[Start of section]

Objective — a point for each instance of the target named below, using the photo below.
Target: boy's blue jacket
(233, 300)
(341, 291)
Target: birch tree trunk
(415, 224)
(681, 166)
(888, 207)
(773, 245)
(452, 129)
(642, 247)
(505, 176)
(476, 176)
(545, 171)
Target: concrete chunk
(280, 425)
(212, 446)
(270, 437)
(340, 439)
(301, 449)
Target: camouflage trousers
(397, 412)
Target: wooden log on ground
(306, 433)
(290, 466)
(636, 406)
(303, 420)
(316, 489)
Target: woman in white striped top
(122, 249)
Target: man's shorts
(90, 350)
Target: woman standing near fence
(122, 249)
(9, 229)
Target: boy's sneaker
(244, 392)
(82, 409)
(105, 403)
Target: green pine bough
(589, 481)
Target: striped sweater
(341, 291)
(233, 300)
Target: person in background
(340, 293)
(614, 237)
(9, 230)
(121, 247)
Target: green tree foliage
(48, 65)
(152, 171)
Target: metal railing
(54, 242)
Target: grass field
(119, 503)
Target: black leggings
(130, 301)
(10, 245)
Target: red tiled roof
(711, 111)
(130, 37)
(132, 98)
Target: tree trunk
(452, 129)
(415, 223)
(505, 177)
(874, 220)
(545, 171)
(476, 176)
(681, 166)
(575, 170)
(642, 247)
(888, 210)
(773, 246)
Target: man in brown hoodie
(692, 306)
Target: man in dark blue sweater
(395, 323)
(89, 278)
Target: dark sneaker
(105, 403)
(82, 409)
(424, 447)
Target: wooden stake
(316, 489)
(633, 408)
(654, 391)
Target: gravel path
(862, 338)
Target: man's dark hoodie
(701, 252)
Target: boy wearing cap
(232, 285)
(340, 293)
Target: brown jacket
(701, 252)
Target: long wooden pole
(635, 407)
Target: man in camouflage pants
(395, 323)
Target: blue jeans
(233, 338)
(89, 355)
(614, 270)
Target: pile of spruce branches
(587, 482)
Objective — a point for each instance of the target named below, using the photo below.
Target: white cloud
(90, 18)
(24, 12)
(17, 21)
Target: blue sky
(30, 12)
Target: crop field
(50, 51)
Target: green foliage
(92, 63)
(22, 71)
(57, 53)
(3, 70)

[End of section]

Exactly reproduce every line of the records.

▶ **EXERCISE RESULT**:
Objective — a point for each instance of the target named below, using the photo below.
Target: boy's blue jacket
(233, 300)
(341, 291)
Target: birch tree trunk
(415, 224)
(681, 166)
(888, 207)
(773, 245)
(452, 129)
(642, 247)
(505, 176)
(476, 176)
(545, 171)
Target: concrete chunk
(280, 425)
(212, 446)
(270, 437)
(340, 439)
(301, 449)
Target: camouflage trousers
(397, 412)
Target: wooden log on ground
(306, 433)
(290, 466)
(636, 406)
(303, 420)
(316, 489)
Target: woman in white striped top
(122, 249)
Target: man's shorts
(90, 350)
Target: woman standing near fence
(122, 249)
(9, 229)
Target: boy's sneaker
(244, 392)
(82, 409)
(105, 403)
Target: green pine bough
(589, 481)
Target: striped sweater
(341, 291)
(233, 300)
Target: person in background
(340, 293)
(614, 237)
(9, 230)
(121, 247)
Target: green tree foliage
(48, 65)
(152, 171)
Target: metal railing
(54, 242)
Target: grass field
(119, 503)
Target: black leggings
(130, 301)
(10, 245)
Target: red tiled roof
(711, 111)
(130, 37)
(132, 98)
Target: tree trunk
(452, 129)
(415, 223)
(505, 177)
(874, 220)
(545, 171)
(476, 176)
(681, 166)
(575, 170)
(642, 247)
(888, 210)
(773, 246)
Target: man in brown hoodie
(692, 306)
Target: man in dark blue sweater
(395, 323)
(89, 278)
Target: dark sneaker
(105, 403)
(82, 409)
(424, 447)
Target: wooden stake
(316, 489)
(633, 408)
(654, 391)
Target: gravel path
(862, 338)
Target: man's dark hoodie
(701, 252)
Target: boy wearing cap
(232, 285)
(340, 293)
Target: brown jacket
(701, 252)
Target: long wooden pole
(635, 407)
Target: man in camouflage pants
(395, 323)
Target: blue jeans
(233, 338)
(89, 355)
(614, 270)
Target: pile of spruce branches
(587, 482)
Objective — a point for each instance of the target named below, using the photo below.
Target: white cloud
(90, 18)
(24, 12)
(17, 21)
Target: blue sky
(30, 12)
Target: crop field
(50, 51)
Target: green foliage
(92, 63)
(22, 71)
(57, 53)
(3, 70)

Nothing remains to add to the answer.